SHORT PROBLEM
Return every line of the material exactly.

GIVEN RECORDS
____

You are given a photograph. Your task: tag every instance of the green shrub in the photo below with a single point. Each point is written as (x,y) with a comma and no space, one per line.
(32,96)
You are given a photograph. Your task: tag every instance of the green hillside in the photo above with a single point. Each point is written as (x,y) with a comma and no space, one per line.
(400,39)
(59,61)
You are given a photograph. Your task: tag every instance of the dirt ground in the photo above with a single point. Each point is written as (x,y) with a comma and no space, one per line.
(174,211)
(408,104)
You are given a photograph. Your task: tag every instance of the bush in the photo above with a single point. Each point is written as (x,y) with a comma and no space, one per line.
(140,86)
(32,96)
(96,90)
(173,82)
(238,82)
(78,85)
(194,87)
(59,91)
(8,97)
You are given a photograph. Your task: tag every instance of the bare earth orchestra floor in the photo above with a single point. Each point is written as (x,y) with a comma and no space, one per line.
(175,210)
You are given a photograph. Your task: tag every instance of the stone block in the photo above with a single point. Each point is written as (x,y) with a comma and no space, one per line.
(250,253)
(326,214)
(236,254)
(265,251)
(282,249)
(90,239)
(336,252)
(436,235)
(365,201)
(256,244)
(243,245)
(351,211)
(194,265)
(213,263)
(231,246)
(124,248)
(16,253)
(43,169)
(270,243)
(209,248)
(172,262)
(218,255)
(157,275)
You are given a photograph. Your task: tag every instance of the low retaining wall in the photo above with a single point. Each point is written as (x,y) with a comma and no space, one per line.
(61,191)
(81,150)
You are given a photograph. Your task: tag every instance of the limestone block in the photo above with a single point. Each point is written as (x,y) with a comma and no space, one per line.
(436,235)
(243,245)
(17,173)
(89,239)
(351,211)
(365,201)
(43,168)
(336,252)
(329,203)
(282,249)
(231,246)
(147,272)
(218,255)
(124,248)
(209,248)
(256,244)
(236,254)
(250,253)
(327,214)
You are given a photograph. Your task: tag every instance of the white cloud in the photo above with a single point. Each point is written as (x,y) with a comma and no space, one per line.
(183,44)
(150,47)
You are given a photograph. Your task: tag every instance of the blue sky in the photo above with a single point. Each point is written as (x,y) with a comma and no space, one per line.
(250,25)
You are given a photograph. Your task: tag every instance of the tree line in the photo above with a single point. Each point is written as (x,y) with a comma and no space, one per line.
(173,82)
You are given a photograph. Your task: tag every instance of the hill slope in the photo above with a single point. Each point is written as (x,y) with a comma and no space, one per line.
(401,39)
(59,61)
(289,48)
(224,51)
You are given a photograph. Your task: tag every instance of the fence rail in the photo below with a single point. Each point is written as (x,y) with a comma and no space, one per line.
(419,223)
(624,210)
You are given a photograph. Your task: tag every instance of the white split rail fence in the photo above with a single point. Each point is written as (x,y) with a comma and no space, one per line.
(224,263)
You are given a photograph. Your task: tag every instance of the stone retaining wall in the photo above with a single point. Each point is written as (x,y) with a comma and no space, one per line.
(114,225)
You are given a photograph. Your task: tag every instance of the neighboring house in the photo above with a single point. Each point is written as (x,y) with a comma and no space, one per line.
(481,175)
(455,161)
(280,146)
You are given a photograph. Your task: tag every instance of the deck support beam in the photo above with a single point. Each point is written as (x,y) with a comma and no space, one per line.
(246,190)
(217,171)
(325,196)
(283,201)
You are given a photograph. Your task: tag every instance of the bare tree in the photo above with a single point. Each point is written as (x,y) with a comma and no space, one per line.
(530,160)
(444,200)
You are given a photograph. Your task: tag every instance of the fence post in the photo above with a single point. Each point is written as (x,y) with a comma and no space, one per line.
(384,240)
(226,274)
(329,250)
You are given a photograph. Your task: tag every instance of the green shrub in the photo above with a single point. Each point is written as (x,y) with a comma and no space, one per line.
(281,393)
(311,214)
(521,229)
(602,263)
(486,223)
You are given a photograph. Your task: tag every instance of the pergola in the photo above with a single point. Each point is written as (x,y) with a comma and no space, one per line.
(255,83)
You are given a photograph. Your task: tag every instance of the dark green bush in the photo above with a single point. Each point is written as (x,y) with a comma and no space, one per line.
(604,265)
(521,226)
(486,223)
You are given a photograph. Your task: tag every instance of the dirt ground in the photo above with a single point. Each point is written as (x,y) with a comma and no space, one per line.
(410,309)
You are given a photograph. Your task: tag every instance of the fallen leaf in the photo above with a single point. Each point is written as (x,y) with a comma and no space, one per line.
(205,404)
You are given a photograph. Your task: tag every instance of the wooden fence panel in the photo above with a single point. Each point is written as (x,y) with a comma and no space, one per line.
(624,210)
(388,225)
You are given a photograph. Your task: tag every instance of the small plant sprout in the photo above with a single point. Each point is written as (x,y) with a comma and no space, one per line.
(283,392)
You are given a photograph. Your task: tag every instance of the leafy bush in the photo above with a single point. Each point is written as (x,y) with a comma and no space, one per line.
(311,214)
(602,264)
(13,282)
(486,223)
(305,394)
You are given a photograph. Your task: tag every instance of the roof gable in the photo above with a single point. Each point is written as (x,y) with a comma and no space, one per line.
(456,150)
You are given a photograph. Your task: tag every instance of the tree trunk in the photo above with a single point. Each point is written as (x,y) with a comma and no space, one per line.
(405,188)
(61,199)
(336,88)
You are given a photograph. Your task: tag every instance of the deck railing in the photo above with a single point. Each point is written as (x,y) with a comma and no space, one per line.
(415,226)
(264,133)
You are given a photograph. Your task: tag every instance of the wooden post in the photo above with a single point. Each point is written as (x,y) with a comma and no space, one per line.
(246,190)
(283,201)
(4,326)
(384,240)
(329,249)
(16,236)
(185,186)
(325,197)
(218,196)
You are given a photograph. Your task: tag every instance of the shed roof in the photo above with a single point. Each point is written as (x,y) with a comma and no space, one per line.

____

RESULT OF THIS TASK
You are given a photograph. Your task: tag every instance of the green shrub in the photo below with a single point. Each point is written as (x,y) with a comma and no space, one per line.
(32,96)
You are given a photograph. Your task: tag every instance of the green hillside in the photo above with a single point. Each point is written as (x,y) with a comma and no space, one per line.
(400,39)
(59,61)
You are given a photograph. Your task: tag every instance of the dirt ground in the photo above with a single point. Each point is written as (x,y) with a comma and no space, one per line.
(174,211)
(408,104)
You are given a photograph. Your task: tag every instance of the bush in the photo above with a single point. Each point is written as (x,y) with a comma and no space, one per line.
(140,86)
(32,96)
(96,90)
(173,82)
(238,82)
(78,85)
(194,87)
(59,91)
(8,97)
You are given a photograph. Your task: tag every instance of the bare earth orchestra floor in the photo above with a single point. Each point is written as (x,y) with a comma and no space, one per line.
(175,210)
You are given a photograph. Your task: tag every instance of the stone block in the photo above with a single point. Each point is written as (x,y) with a comma and no space, one per line.
(250,253)
(326,214)
(236,254)
(265,251)
(282,249)
(90,239)
(336,252)
(436,235)
(365,201)
(256,244)
(243,245)
(351,211)
(194,265)
(213,263)
(231,246)
(124,248)
(16,253)
(43,169)
(270,243)
(209,248)
(172,262)
(218,255)
(157,275)
You are given a photograph. Your task: tag every instance of the low retaining wall in the photo above with a single point. Each point is written as (x,y) with a comma and no space, one per line.
(61,191)
(81,150)
You are given a photograph. Your task: tag every instance of the limestone block in the photo above with a single point. Each point is written as (x,y) with a comma and no space, one per line.
(436,235)
(243,245)
(17,173)
(89,239)
(351,211)
(365,201)
(43,168)
(336,252)
(329,203)
(282,249)
(231,246)
(147,272)
(218,255)
(124,248)
(209,248)
(256,244)
(236,254)
(250,253)
(327,214)
You are given a photograph. Your task: tag every instance of the white cloud in the photo above with a single point. Each point is written as (x,y) with a comma and no space, one per line.
(183,44)
(150,47)
You are given a photograph. Your task: tag every instance of the blue sky in the photo above with a single point. Each point is written as (x,y) with a comma and no space, one per line.
(250,25)
You are given a photograph. Your task: tag every instance of the tree line in the photo above with a single point. Each point is written as (x,y) with a comma and no space, one per line.
(173,82)
You are given a photograph. Your task: tag every instance of the hill slope in the photo above with a single point. Each point is written as (x,y) with a comma and no space, one per line.
(401,39)
(59,61)
(289,48)
(224,51)
You are given a photograph. Your task: tag every instance of the fence rail in the photo below with a single point. Each point is written as (x,y) with a comma and no space, one per line.
(419,223)
(624,210)
You are given a photograph. Your task: tag every instance of the white split rail fence in the photo above with a single point. Each point is written as (x,y) with a comma and no space, one per line.
(224,263)
You are given a photograph. Your task: tag every instance of the stone retaining wall in the photo above with a single point. Each point is written as (x,y) with a comma and no space, one per line.
(114,225)
You are given a photograph. Your task: tag every instance of the neighboring house in the photo above with a single point. Each point is written as (x,y) with a comma and no space, one per line.
(481,175)
(455,161)
(280,146)
You are given a photograph. Your task: tag every instance of the deck support beam in the photo above with a single point. Each point is written as (x,y) with a comma and no space, one per line.
(246,190)
(217,171)
(325,196)
(283,201)
You are given a photograph. Your task: tag every instance of the bare tree in the photo above with a single point. Each point is written as (x,y) with a comma and no space, one per line.
(530,160)
(444,200)
You are given a photograph. Your task: tag every instance of the fence post in the photo above with a single point. Each point is written as (x,y) with a comma and no space, one per line.
(384,240)
(226,274)
(329,250)
You are given a photograph. Your task: tag every instance of the green shrub in the photo above with a single point. Each point is written as (x,y) with a comma and no space, one per line.
(281,393)
(311,214)
(521,229)
(602,263)
(486,223)
You are given a photograph. Your task: tag every instance of the pergola in the photo above with a single point. Each point is written as (x,y) with a comma and no space, one per line.
(255,83)
You are given a photograph. Your task: tag every instance of the dark green bush in the photo above with a single point. Each point is written as (x,y) with a comma and no space, one per line.
(604,265)
(521,226)
(486,223)
You are given a photograph. Your task: tag every instance of the dirt ground in the photo above with a single point. Each point is written as (x,y) with a comma and no space, one per line.
(410,309)
You are given a photograph. Your task: tag every instance of the fallen leaf in the photo above with a single point. Each point is written as (x,y) with a comma and no space, one per line.
(205,404)
You are given a photograph. Your task: tag every instance of the wooden fence panel in the photo above with a single point. Each point is written as (x,y) with a comma and no space, one per line.
(624,210)
(388,225)
You are given a photograph. Your task: tag every instance of the small plant sprout in the photo above with a single point. Each point is written as (x,y) with a comma and no space, one per line.
(283,392)
You are given a photograph. Your task: tag every instance of the leafy bush in the photo above with a single point. Each point is written as (x,y) with a comma and no space, one per line.
(311,214)
(602,264)
(13,282)
(486,223)
(305,394)
You are given a photograph. Your task: tag every instance of the roof gable in the photo above with a single point. Each point is written as (x,y) with a comma and no space, one per line.
(456,150)
You are given a photograph. Your task: tag every instance of the tree trunk in the photo above with a single point. Each point is written as (x,y) with a comma and no space, one per line.
(405,188)
(61,199)
(336,88)
You are given a photograph. Your task: tag every instance of the deck railing in the photo above with a single point. Each point is written as (x,y) with a comma and no space, one per line.
(415,226)
(264,133)
You are given a photograph. Your task: tag every instance of the wooden post in the photo above with a single point. Each point is written as (x,y) with a comma and no space, one per line.
(246,190)
(283,201)
(4,326)
(384,240)
(329,249)
(16,236)
(185,186)
(325,197)
(218,196)
You are given a photograph. Your task: tag every instance of the shed roof in the photo above with a single point. Each point is written as (x,y) with a comma and no space, one per line.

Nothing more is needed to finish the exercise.